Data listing
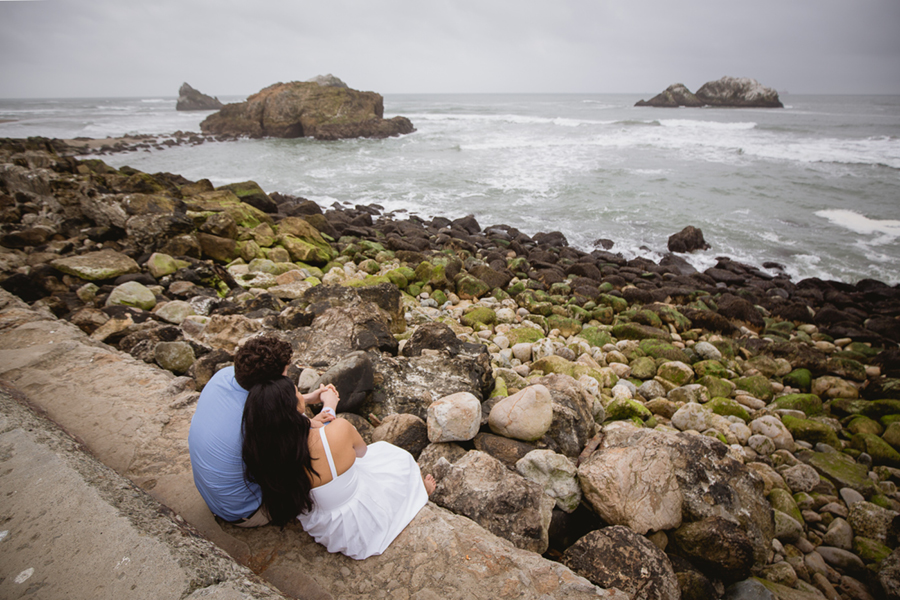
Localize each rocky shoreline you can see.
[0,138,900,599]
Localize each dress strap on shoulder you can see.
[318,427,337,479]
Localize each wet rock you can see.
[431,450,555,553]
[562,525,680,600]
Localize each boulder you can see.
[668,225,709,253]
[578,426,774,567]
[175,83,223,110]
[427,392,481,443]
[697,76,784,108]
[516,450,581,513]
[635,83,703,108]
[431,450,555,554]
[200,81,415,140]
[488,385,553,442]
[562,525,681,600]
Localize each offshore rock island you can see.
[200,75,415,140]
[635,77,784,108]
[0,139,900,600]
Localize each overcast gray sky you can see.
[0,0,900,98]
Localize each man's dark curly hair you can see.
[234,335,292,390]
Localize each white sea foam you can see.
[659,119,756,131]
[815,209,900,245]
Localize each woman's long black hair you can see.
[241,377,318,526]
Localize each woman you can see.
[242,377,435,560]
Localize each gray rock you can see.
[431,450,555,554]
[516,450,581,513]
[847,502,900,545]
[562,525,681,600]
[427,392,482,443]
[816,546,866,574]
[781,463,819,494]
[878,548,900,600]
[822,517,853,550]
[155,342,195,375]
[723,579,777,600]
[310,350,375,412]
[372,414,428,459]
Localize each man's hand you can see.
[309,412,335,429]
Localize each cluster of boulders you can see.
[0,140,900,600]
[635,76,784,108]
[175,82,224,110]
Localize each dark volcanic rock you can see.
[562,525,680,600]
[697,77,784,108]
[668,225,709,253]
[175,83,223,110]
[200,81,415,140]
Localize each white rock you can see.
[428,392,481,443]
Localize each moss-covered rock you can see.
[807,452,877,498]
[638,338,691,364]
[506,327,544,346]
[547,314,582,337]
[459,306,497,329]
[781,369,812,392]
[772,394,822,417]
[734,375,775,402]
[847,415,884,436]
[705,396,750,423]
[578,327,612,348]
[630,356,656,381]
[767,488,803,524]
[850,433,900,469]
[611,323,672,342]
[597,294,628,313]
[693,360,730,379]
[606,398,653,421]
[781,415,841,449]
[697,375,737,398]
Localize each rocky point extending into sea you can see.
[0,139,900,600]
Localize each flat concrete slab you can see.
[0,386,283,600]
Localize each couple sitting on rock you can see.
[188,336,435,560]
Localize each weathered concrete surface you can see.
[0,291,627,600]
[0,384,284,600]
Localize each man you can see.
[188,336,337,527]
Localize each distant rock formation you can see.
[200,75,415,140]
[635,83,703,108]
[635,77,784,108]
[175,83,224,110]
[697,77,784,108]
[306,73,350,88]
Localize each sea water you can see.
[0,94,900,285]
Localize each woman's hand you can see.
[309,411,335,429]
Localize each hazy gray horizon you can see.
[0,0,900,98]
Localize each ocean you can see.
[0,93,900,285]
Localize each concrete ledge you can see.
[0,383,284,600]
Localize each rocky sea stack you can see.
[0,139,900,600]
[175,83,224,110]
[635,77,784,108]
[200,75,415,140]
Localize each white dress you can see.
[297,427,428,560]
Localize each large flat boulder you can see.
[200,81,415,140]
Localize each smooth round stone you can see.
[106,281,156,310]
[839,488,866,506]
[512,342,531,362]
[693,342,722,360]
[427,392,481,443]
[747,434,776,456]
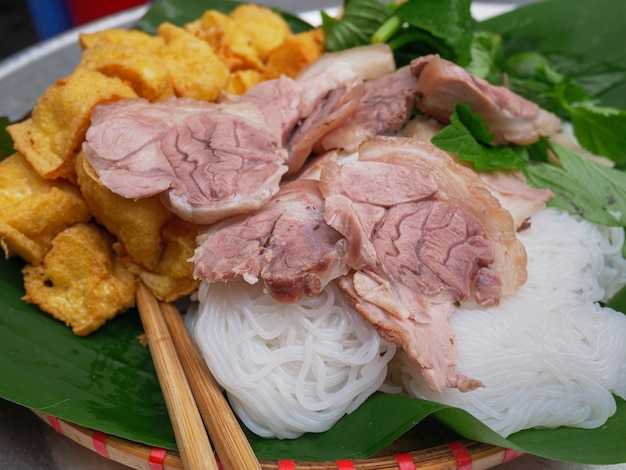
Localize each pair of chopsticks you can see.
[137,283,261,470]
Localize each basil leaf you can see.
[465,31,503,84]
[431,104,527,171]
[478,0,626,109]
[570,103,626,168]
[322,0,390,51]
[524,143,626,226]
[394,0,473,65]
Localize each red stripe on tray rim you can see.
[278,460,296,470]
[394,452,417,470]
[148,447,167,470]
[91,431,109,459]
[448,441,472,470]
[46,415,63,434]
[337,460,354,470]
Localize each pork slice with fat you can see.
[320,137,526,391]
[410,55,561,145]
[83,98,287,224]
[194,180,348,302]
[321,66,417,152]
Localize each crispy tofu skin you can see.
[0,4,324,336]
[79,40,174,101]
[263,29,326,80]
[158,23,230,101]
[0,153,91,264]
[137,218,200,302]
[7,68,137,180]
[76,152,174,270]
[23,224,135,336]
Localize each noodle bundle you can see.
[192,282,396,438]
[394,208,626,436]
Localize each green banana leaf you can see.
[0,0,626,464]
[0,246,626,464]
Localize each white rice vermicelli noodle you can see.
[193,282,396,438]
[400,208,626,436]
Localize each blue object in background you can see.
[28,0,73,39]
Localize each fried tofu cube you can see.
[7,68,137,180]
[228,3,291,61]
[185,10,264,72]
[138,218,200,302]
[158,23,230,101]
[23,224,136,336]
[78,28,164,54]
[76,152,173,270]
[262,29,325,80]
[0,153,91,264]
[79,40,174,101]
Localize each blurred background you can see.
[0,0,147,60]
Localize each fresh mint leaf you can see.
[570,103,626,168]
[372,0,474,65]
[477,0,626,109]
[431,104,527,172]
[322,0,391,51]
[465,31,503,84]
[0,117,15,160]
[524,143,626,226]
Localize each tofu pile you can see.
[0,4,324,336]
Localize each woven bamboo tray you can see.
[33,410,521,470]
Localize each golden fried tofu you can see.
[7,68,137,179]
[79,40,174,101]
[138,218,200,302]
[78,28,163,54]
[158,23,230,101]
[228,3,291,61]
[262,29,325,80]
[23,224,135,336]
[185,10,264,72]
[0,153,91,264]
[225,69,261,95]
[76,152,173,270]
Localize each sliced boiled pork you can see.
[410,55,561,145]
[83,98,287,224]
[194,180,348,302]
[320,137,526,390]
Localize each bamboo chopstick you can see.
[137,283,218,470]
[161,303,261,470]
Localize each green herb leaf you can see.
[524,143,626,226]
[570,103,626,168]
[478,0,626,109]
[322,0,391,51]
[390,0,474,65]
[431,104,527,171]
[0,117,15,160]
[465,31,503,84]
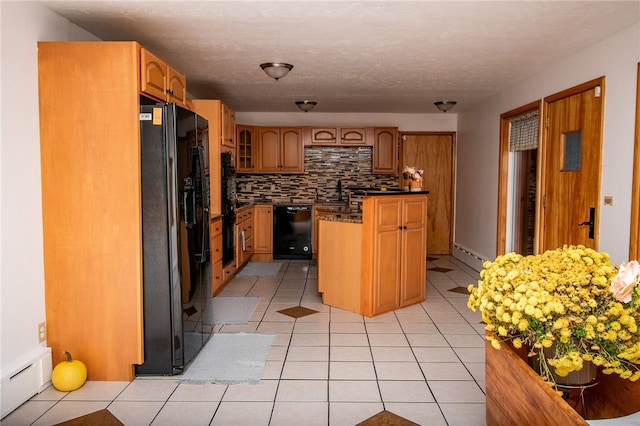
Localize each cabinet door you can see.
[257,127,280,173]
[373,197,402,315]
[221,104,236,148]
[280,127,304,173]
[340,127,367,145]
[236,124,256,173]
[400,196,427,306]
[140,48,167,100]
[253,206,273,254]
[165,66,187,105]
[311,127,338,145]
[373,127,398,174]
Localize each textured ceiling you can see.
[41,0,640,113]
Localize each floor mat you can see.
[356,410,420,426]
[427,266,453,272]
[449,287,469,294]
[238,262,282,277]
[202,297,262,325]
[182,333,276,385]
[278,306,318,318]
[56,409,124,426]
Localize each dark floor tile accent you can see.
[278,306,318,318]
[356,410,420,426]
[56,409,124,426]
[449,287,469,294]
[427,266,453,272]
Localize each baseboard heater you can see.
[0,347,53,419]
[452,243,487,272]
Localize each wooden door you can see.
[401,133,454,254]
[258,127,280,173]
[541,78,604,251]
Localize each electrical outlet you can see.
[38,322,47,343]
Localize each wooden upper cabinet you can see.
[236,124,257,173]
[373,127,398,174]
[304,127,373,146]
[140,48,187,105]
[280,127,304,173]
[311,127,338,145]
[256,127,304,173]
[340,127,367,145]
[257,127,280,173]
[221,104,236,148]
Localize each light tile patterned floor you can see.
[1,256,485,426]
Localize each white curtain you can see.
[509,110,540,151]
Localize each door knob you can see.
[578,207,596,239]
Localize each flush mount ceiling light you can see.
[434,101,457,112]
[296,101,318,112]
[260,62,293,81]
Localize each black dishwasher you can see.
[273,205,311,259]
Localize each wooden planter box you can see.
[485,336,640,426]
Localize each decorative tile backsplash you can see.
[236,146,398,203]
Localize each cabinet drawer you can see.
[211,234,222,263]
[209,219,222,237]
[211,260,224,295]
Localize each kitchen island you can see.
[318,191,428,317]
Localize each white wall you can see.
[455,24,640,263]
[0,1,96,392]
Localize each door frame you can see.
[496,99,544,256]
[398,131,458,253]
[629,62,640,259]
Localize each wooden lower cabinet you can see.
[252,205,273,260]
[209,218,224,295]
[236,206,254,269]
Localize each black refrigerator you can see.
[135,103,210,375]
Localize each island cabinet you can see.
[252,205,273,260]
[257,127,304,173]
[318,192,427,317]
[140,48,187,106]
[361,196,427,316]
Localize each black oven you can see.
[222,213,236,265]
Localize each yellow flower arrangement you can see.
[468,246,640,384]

---

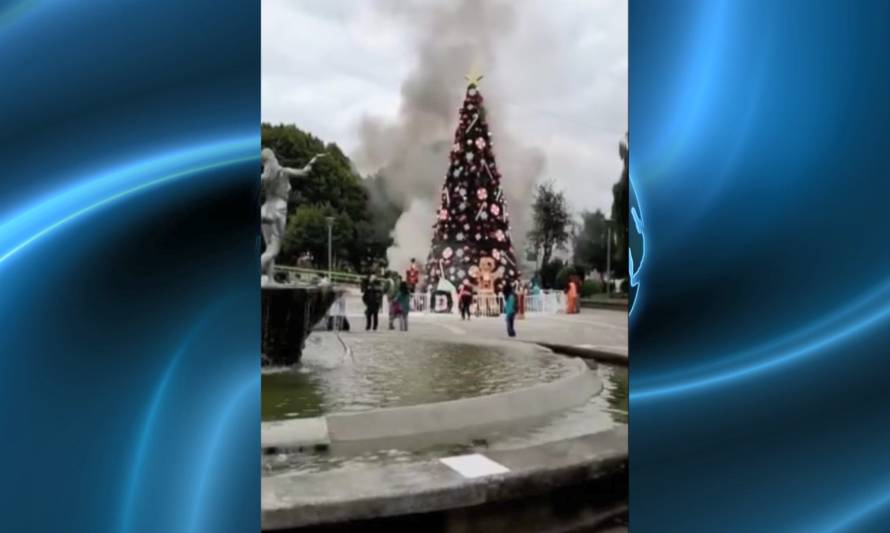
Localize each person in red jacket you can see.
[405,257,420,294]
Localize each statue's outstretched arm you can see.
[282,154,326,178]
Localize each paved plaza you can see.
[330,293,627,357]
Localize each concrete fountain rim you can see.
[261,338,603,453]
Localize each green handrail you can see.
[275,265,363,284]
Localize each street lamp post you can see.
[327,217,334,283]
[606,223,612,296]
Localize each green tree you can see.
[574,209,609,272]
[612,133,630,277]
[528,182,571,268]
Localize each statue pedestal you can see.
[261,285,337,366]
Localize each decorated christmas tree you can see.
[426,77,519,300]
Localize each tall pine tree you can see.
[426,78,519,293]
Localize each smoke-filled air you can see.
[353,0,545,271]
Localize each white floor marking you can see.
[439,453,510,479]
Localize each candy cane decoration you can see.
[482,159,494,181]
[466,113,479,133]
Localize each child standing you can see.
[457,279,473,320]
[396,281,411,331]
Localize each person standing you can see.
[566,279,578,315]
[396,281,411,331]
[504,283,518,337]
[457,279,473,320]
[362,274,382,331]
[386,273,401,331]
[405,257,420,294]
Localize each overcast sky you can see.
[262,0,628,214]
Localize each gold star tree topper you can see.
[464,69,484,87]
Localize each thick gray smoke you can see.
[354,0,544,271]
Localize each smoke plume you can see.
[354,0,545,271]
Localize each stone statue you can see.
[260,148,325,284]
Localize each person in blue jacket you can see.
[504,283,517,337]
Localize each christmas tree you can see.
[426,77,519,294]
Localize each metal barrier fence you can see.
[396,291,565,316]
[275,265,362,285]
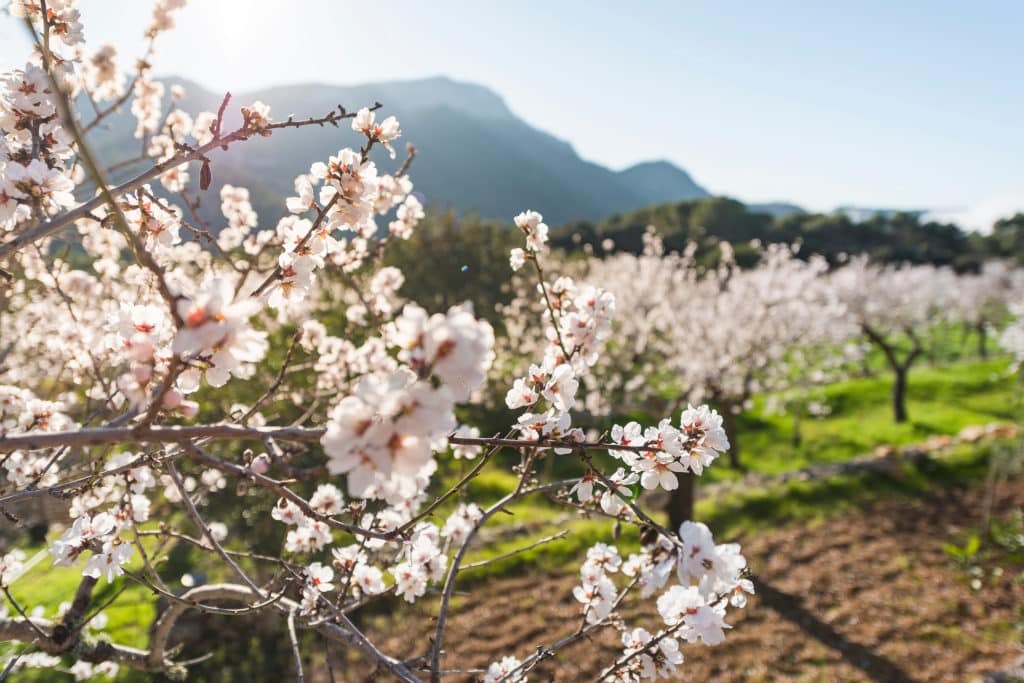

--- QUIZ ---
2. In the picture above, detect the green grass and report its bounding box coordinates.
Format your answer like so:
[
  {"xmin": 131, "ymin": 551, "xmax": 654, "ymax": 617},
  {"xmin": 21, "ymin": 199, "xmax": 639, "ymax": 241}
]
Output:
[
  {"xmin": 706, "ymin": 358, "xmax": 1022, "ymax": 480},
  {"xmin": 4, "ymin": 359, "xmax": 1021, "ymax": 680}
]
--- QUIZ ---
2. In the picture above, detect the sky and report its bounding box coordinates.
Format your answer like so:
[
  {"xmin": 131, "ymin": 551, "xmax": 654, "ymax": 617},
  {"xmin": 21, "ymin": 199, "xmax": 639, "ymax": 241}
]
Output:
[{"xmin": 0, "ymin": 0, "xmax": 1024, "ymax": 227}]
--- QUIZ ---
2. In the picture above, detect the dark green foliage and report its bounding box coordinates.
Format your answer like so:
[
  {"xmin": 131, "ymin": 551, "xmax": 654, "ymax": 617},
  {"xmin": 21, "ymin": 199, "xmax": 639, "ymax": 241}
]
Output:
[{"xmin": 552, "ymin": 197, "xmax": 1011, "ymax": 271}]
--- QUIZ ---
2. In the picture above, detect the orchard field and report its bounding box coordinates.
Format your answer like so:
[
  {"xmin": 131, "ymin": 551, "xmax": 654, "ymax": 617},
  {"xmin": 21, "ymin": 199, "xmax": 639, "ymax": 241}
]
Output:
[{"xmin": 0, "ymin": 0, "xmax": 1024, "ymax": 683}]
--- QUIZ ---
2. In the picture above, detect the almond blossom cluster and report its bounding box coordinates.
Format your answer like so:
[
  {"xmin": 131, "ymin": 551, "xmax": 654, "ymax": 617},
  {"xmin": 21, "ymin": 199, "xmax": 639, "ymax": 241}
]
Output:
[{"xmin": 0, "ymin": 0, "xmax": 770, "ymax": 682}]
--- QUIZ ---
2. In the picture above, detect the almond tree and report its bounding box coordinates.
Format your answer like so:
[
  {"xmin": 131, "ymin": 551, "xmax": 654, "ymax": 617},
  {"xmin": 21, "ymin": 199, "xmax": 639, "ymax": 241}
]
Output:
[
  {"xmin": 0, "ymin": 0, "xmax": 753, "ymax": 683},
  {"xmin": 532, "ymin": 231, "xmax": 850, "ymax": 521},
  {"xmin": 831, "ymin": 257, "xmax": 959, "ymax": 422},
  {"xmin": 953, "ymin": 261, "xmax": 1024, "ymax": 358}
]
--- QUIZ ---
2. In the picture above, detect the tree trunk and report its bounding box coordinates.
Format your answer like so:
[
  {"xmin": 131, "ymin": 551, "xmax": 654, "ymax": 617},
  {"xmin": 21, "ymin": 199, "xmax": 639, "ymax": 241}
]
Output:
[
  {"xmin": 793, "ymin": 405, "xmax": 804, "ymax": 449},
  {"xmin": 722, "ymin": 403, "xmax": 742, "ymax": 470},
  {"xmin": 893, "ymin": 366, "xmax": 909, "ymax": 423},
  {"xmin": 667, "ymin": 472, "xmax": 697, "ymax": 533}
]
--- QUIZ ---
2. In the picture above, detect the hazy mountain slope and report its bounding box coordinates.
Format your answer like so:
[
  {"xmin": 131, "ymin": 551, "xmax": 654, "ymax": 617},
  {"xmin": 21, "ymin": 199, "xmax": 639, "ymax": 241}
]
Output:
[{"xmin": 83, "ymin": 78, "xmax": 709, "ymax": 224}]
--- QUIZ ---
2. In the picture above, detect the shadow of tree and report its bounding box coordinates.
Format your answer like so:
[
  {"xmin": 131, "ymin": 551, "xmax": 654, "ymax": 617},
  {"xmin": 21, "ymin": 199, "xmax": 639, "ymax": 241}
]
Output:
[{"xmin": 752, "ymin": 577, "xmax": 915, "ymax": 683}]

**Short exercise**
Rewrite the entries from the line with "Localize each smoke plume you can see." up to and including the line with "[275,265,362,285]", replacing "Localize" with "Mark" and leaving everything else unchanged.

**Output for this task**
Mark each smoke plume you can see.
[354,0,545,271]
Mark each stone statue you can see.
[260,148,325,284]
Mark each person in blue jacket you can see.
[504,283,517,337]
Mark each christmas tree you can see.
[426,77,519,294]
Mark each metal barrier fence you can see.
[396,291,565,316]
[275,265,362,285]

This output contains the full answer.